_Estratto della pagina_
● ● ●
Gentile Dirigente scolastico,
abbiamo letto, nel comunicato dell'Associazione Familiari vittime della strage del 2 Agosto di Bologna, che affronterete la vicenda di quella strage con il difensore di Luigi Ciavardini, già condannato definitivamente per la strage di Bologna (banda armata) e coinvolto anche nell'uccisone del giudice Amato nonché in attesa di sentenza definitiva per la sua partecipazione diretta alla strage del 2 agosto 1980 di Bologna, nella quale perirono 85 persone e più di 200 rimasero ferite.
Appare evidente che il suo difensore non potrà che inevitabilmente raccontare una "verità" di parte, quella del pluricondannato Ciavardini, su quegli anni in contrasto con quanto già sentenziato dai tribunali italiani nei diversi gradi di giudizio ed emesso al termine di un libero confronto fra le parti.
● ● ●
_Voci dei dati_
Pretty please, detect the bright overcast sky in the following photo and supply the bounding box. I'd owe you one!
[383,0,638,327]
● ● ●
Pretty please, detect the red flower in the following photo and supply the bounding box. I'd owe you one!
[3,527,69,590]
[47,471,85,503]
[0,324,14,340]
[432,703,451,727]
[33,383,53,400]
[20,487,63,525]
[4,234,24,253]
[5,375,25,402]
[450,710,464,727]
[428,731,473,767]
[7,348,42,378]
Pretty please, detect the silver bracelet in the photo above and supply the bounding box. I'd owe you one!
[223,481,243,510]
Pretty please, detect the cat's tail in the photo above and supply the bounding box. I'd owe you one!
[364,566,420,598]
● ● ●
_Compito da svolgere_
Estrai dalla lettera al dirigente scolastico il passo che va da "Appare evidente che" fino a "fra le parti." compreso. Il materiale riportato non serve per svolgere il lavoro.

_Risposta al compito_
Appare evidente che il suo difensore non potrà che inevitabilmente raccontare una "verità" di parte, quella del pluricondannato Ciavardini, su quegli anni in contrasto con quanto già sentenziato dai tribunali italiani nei diversi gradi di giudizio ed emesso al termine di un libero confronto fra le parti.